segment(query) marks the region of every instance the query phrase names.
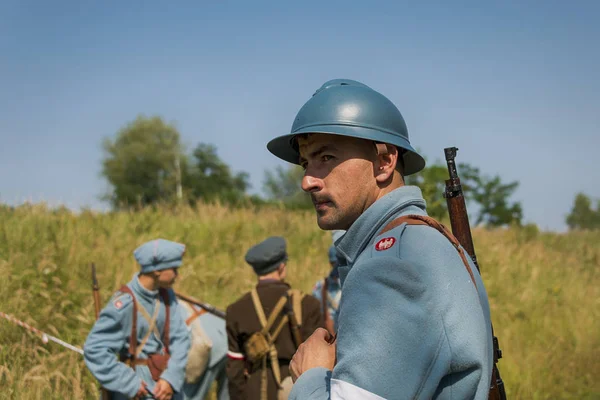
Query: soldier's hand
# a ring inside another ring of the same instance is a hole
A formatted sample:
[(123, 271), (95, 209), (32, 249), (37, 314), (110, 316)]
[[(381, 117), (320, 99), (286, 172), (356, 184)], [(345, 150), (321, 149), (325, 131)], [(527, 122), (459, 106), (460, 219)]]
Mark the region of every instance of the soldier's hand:
[(146, 389), (146, 382), (142, 381), (142, 383), (140, 384), (140, 388), (138, 389), (137, 393), (135, 394), (135, 399), (143, 399), (145, 398), (147, 395), (149, 394), (148, 389)]
[(173, 388), (169, 382), (159, 379), (154, 385), (152, 393), (158, 400), (170, 400), (173, 397)]
[(325, 367), (329, 370), (335, 365), (336, 343), (329, 343), (331, 335), (326, 329), (318, 328), (298, 347), (290, 362), (290, 374), (294, 383), (304, 372), (311, 368)]

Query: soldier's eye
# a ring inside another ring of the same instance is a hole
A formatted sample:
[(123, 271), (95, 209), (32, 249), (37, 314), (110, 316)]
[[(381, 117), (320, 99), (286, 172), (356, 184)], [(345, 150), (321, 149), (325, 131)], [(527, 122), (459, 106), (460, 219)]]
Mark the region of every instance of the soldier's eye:
[(324, 154), (324, 155), (321, 157), (321, 159), (322, 159), (323, 161), (329, 161), (329, 160), (332, 160), (332, 159), (333, 159), (333, 156), (330, 156), (330, 155)]

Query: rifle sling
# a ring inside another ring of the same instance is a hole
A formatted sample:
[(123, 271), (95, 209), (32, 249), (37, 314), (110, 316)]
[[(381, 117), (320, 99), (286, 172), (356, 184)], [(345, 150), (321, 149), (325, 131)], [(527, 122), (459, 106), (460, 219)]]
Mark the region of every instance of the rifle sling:
[(158, 328), (156, 326), (156, 318), (158, 317), (158, 311), (160, 309), (160, 301), (156, 299), (154, 305), (154, 313), (152, 314), (152, 316), (150, 316), (150, 314), (148, 314), (148, 311), (146, 311), (144, 306), (141, 306), (139, 303), (134, 303), (134, 307), (138, 309), (138, 311), (142, 314), (142, 317), (144, 317), (144, 319), (148, 322), (148, 332), (142, 339), (142, 343), (140, 343), (140, 345), (137, 346), (137, 348), (135, 349), (135, 358), (137, 360), (137, 358), (142, 353), (144, 346), (146, 345), (146, 343), (148, 343), (148, 339), (150, 339), (150, 335), (152, 335), (152, 333), (154, 333), (154, 335), (157, 338), (160, 338), (160, 333), (158, 332)]
[(425, 215), (415, 215), (415, 214), (404, 215), (404, 216), (398, 217), (398, 218), (394, 219), (393, 221), (391, 221), (390, 223), (388, 223), (381, 230), (381, 232), (379, 232), (379, 234), (377, 236), (382, 235), (386, 232), (389, 232), (392, 229), (394, 229), (404, 223), (406, 223), (407, 225), (427, 225), (434, 229), (437, 229), (442, 235), (444, 235), (446, 237), (446, 239), (448, 239), (450, 241), (450, 243), (452, 243), (454, 248), (458, 251), (458, 254), (460, 255), (460, 258), (461, 258), (463, 264), (465, 265), (467, 272), (471, 276), (471, 281), (473, 282), (473, 285), (475, 285), (475, 289), (477, 289), (477, 283), (475, 283), (475, 275), (473, 274), (473, 270), (471, 269), (471, 266), (469, 265), (469, 262), (467, 261), (467, 257), (465, 256), (465, 252), (464, 252), (463, 248), (460, 246), (460, 243), (458, 242), (456, 237), (454, 237), (452, 232), (450, 232), (448, 230), (448, 228), (446, 228), (444, 225), (442, 225), (435, 219), (425, 216)]
[[(477, 284), (475, 283), (475, 276), (473, 275), (473, 270), (471, 269), (471, 266), (469, 265), (469, 263), (467, 261), (467, 257), (465, 256), (465, 252), (464, 252), (463, 248), (460, 246), (459, 241), (448, 230), (448, 228), (446, 228), (444, 225), (442, 225), (435, 219), (433, 219), (429, 216), (415, 215), (415, 214), (398, 217), (398, 218), (394, 219), (393, 221), (391, 221), (390, 223), (388, 223), (383, 228), (383, 230), (381, 230), (381, 232), (379, 232), (379, 234), (377, 236), (379, 236), (383, 233), (389, 232), (390, 230), (392, 230), (404, 223), (406, 223), (407, 225), (427, 225), (434, 229), (437, 229), (442, 235), (444, 235), (446, 237), (446, 239), (448, 239), (452, 243), (454, 248), (458, 251), (458, 254), (460, 255), (460, 258), (462, 259), (462, 262), (465, 265), (465, 268), (467, 269), (467, 271), (469, 272), (469, 275), (471, 276), (471, 281), (473, 282), (473, 285), (475, 286), (475, 289), (477, 290)], [(479, 299), (479, 294), (478, 294), (478, 299)], [(493, 343), (494, 359), (493, 359), (493, 364), (492, 364), (492, 377), (491, 377), (491, 387), (489, 390), (489, 399), (490, 400), (504, 400), (504, 399), (506, 399), (506, 396), (504, 395), (504, 392), (503, 392), (504, 388), (500, 389), (498, 387), (499, 384), (503, 385), (503, 383), (498, 378), (500, 373), (498, 371), (498, 367), (496, 364), (498, 363), (499, 350), (498, 350), (497, 339), (496, 339), (496, 336), (494, 335), (494, 327), (493, 326), (492, 326), (492, 337), (493, 337), (493, 341), (494, 341), (494, 343)]]

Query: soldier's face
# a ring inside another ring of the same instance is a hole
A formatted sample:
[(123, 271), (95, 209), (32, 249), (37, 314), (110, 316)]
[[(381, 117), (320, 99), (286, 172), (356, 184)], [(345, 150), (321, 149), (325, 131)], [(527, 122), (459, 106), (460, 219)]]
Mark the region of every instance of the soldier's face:
[(348, 229), (376, 200), (376, 153), (367, 140), (321, 133), (299, 137), (302, 190), (321, 229)]
[(177, 268), (163, 269), (158, 275), (158, 286), (168, 289), (175, 283), (177, 279)]

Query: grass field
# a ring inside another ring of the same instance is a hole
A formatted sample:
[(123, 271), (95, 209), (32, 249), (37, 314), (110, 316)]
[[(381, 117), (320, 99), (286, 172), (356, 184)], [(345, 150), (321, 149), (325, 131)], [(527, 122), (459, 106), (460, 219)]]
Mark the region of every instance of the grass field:
[[(94, 322), (89, 264), (102, 298), (137, 270), (132, 251), (163, 237), (187, 244), (176, 289), (224, 309), (254, 282), (247, 248), (289, 245), (289, 281), (305, 291), (328, 271), (330, 234), (312, 212), (146, 209), (100, 214), (0, 207), (0, 311), (81, 346)], [(509, 399), (600, 399), (600, 232), (475, 230)], [(0, 399), (96, 398), (78, 354), (0, 319)]]

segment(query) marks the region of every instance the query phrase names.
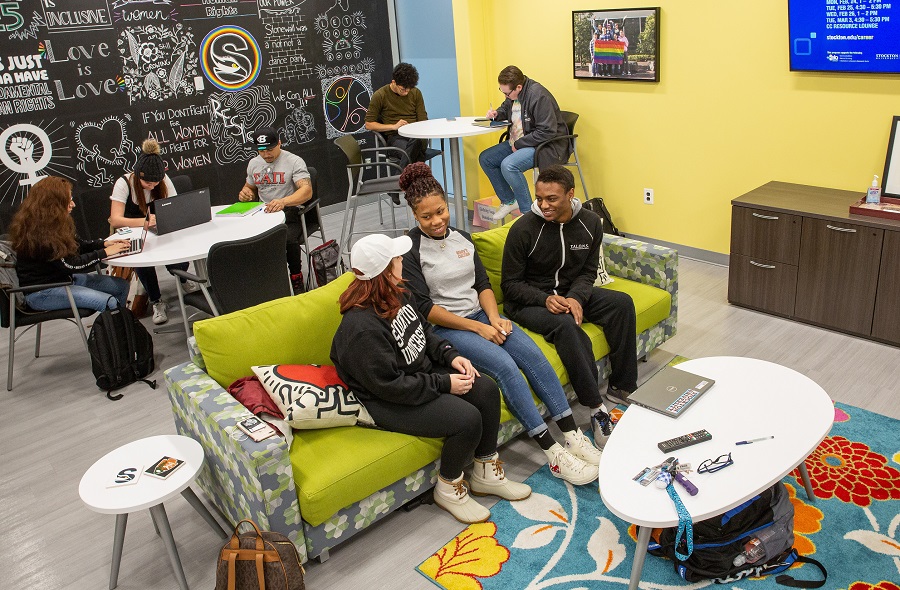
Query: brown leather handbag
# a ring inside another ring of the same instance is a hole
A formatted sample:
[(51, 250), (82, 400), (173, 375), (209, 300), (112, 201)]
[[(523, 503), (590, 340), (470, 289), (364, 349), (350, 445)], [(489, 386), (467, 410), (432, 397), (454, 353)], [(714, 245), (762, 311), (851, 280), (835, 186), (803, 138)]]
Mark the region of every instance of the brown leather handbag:
[[(245, 522), (254, 532), (240, 533)], [(216, 590), (304, 590), (303, 574), (300, 554), (287, 537), (242, 520), (219, 553)]]

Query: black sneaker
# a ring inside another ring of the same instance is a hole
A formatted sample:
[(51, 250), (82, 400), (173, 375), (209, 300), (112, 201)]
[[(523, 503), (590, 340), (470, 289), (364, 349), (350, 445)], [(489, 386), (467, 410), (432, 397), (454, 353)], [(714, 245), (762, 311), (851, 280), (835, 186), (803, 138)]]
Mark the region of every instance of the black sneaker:
[(622, 404), (623, 406), (631, 405), (631, 402), (628, 401), (628, 396), (631, 395), (630, 391), (625, 391), (624, 389), (619, 389), (618, 387), (613, 387), (610, 385), (606, 388), (606, 399), (614, 402), (616, 404)]
[(303, 293), (306, 289), (303, 287), (303, 273), (298, 272), (295, 275), (291, 275), (291, 288), (294, 290), (294, 295), (299, 295)]
[(612, 431), (613, 422), (609, 414), (604, 412), (602, 408), (594, 412), (591, 416), (591, 432), (594, 435), (594, 445), (598, 449), (603, 450)]
[(400, 193), (388, 193), (388, 195), (391, 197), (391, 201), (394, 202), (394, 205), (400, 204)]

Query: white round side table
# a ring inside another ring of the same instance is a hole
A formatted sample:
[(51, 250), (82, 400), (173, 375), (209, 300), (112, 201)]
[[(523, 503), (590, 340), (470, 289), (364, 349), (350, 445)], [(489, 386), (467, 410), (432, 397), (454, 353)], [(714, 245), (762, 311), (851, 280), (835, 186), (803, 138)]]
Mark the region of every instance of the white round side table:
[[(182, 459), (184, 464), (166, 479), (143, 473), (163, 456)], [(116, 515), (112, 569), (109, 574), (110, 590), (118, 585), (125, 525), (131, 512), (150, 510), (156, 534), (162, 537), (172, 569), (175, 571), (175, 578), (183, 590), (188, 590), (188, 584), (163, 502), (181, 494), (219, 536), (223, 539), (228, 538), (228, 534), (189, 487), (200, 473), (203, 460), (203, 447), (192, 438), (179, 435), (151, 436), (110, 451), (85, 472), (78, 485), (81, 500), (95, 512)], [(137, 483), (117, 488), (108, 487), (115, 481), (119, 471), (128, 467), (140, 468), (141, 475)]]

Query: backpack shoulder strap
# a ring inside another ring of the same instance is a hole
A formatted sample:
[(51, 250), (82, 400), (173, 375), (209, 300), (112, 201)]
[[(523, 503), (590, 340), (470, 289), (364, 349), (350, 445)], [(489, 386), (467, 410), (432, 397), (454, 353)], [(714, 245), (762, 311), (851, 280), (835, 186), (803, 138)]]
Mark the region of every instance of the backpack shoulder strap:
[(799, 563), (811, 563), (812, 565), (819, 568), (819, 571), (822, 572), (821, 580), (797, 580), (792, 578), (787, 574), (781, 574), (775, 578), (775, 582), (777, 584), (781, 584), (782, 586), (790, 586), (791, 588), (821, 588), (825, 585), (825, 582), (828, 581), (828, 571), (825, 569), (825, 566), (822, 565), (822, 562), (813, 559), (812, 557), (804, 557), (797, 553), (797, 550), (793, 550), (794, 555), (796, 555), (796, 559), (794, 561)]

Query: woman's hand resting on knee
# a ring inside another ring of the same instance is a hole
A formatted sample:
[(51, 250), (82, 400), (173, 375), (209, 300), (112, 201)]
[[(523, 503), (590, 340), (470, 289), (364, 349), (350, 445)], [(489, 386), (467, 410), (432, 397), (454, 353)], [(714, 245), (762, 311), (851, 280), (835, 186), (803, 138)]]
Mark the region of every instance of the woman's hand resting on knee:
[(450, 366), (459, 371), (460, 374), (450, 374), (450, 393), (453, 395), (465, 395), (472, 389), (475, 383), (475, 377), (480, 376), (472, 362), (462, 356), (458, 356), (450, 363)]

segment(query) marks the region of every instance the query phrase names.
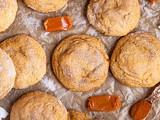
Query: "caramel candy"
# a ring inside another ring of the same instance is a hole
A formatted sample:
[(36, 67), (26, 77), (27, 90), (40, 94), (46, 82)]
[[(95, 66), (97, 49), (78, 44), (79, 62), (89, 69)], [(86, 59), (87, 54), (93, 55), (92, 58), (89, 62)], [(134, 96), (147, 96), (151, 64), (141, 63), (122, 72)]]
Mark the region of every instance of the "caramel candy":
[(149, 111), (151, 110), (151, 106), (151, 103), (147, 100), (139, 101), (132, 107), (131, 116), (135, 120), (142, 120), (148, 115)]
[(152, 3), (155, 3), (157, 2), (158, 0), (149, 0), (149, 2), (152, 2)]
[(72, 27), (72, 19), (69, 16), (48, 18), (44, 21), (47, 32), (69, 30)]
[(116, 95), (94, 96), (88, 99), (88, 109), (92, 111), (114, 111), (121, 107)]

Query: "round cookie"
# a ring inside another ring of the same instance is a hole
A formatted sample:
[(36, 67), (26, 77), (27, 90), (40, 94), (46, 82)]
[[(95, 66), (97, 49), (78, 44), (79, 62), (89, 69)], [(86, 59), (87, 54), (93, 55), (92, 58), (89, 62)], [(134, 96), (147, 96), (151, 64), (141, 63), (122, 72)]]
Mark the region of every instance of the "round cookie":
[(17, 0), (0, 1), (0, 32), (5, 31), (14, 22), (17, 10)]
[(16, 70), (10, 56), (0, 49), (0, 100), (13, 88), (15, 77)]
[(46, 55), (41, 45), (27, 35), (17, 35), (0, 44), (16, 69), (14, 88), (24, 89), (39, 82), (46, 73)]
[(160, 41), (146, 32), (123, 37), (113, 51), (110, 68), (124, 85), (154, 86), (160, 82)]
[(109, 60), (100, 40), (88, 35), (72, 35), (56, 47), (52, 66), (66, 88), (89, 91), (106, 80)]
[(92, 118), (80, 111), (69, 110), (69, 120), (92, 120)]
[(14, 103), (10, 120), (68, 120), (68, 113), (57, 98), (35, 91)]
[(54, 12), (61, 9), (68, 0), (23, 0), (26, 5), (39, 12)]
[(124, 36), (140, 19), (138, 0), (90, 0), (87, 17), (105, 35)]

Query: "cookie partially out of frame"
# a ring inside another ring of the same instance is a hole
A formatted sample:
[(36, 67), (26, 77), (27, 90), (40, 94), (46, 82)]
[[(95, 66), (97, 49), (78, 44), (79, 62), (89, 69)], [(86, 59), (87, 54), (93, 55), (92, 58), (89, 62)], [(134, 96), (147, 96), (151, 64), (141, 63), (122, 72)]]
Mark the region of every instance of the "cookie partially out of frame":
[(54, 12), (61, 9), (68, 0), (23, 0), (24, 3), (39, 12)]
[(46, 55), (41, 45), (28, 35), (17, 35), (0, 44), (16, 69), (14, 88), (24, 89), (39, 82), (46, 73)]
[(105, 35), (124, 36), (140, 19), (138, 0), (90, 0), (87, 17)]
[(56, 97), (35, 91), (14, 103), (10, 120), (68, 120), (68, 112)]
[(160, 41), (150, 33), (131, 33), (120, 39), (110, 63), (113, 75), (130, 87), (160, 82)]
[(62, 40), (53, 53), (52, 66), (58, 80), (73, 91), (100, 87), (108, 75), (108, 55), (103, 43), (88, 35)]
[(13, 88), (16, 70), (10, 56), (0, 49), (0, 100)]
[(0, 32), (14, 22), (18, 10), (17, 0), (0, 0)]

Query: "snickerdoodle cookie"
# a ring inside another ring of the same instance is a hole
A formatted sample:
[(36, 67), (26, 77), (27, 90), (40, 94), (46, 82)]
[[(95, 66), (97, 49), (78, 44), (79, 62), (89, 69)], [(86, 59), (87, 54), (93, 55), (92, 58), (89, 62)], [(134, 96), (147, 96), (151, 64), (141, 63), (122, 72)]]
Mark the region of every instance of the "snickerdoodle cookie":
[(54, 12), (61, 9), (68, 0), (23, 0), (26, 5), (39, 12)]
[(69, 120), (92, 120), (92, 118), (80, 111), (69, 110)]
[(146, 32), (120, 39), (110, 63), (113, 75), (130, 87), (152, 87), (160, 82), (160, 41)]
[(124, 36), (140, 19), (138, 0), (90, 0), (87, 17), (105, 35)]
[(17, 10), (17, 0), (0, 0), (0, 32), (14, 22)]
[(14, 86), (16, 70), (10, 56), (0, 49), (0, 100), (3, 99)]
[(10, 120), (68, 120), (68, 113), (57, 98), (35, 91), (14, 103)]
[(17, 35), (0, 44), (13, 60), (16, 69), (14, 88), (36, 84), (46, 73), (46, 55), (41, 45), (27, 35)]
[(104, 83), (109, 61), (100, 40), (88, 35), (72, 35), (56, 47), (52, 66), (66, 88), (89, 91)]

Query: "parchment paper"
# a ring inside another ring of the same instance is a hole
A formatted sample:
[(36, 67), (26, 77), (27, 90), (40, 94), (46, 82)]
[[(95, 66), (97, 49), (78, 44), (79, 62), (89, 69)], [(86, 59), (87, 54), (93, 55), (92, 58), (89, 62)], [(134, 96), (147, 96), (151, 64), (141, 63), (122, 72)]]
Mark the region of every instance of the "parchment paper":
[[(140, 0), (141, 19), (134, 31), (144, 30), (153, 33), (160, 40), (160, 0), (151, 4), (148, 0)], [(18, 0), (19, 10), (15, 22), (11, 27), (0, 33), (0, 41), (18, 34), (28, 34), (35, 38), (45, 49), (47, 55), (47, 74), (38, 84), (23, 90), (13, 89), (3, 100), (0, 106), (10, 112), (13, 103), (23, 94), (41, 90), (58, 97), (67, 109), (81, 110), (98, 120), (131, 120), (130, 107), (143, 99), (151, 88), (129, 88), (118, 82), (109, 72), (106, 82), (98, 89), (89, 92), (71, 92), (65, 89), (56, 80), (51, 69), (51, 55), (55, 46), (65, 37), (72, 34), (88, 34), (101, 39), (106, 45), (109, 56), (118, 37), (108, 37), (96, 31), (87, 21), (86, 8), (89, 0), (69, 0), (68, 4), (58, 12), (39, 13), (26, 7), (22, 0)], [(43, 20), (49, 17), (69, 15), (73, 19), (73, 27), (69, 31), (48, 33), (44, 30)], [(86, 100), (93, 95), (116, 94), (121, 98), (122, 107), (114, 112), (89, 112), (86, 109)], [(46, 113), (47, 114), (47, 113)], [(9, 117), (6, 118), (9, 120)], [(146, 120), (160, 120), (160, 100), (153, 104), (153, 109)]]

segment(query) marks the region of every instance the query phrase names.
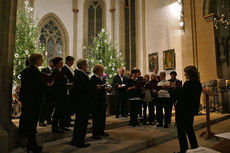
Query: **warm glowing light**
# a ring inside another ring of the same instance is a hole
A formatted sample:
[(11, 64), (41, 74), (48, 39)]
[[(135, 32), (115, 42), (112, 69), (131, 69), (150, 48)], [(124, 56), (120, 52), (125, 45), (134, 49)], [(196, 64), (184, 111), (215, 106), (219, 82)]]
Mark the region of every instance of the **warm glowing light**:
[(184, 22), (183, 22), (183, 21), (180, 21), (179, 26), (180, 26), (180, 27), (183, 27), (183, 26), (184, 26)]
[(170, 5), (170, 10), (176, 18), (180, 19), (181, 18), (181, 11), (182, 11), (182, 5), (179, 3), (175, 2)]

• _EXERCISE DESCRIPTION_
The entries above hold the needed span. Transcribe exactly the lines from the one with "Query: **warm glowing light**" to the one with "106), (219, 82)]]", both included.

• _SOLVED PROBLEM_
Query: **warm glowing light**
# a ring inside another ring of the same instance is a hole
A formatted sample:
[(11, 64), (41, 74), (48, 39)]
[[(135, 32), (115, 42), (112, 69), (131, 69), (150, 48)], [(124, 56), (120, 52), (125, 45), (134, 49)], [(196, 64), (184, 111), (215, 106), (219, 82)]]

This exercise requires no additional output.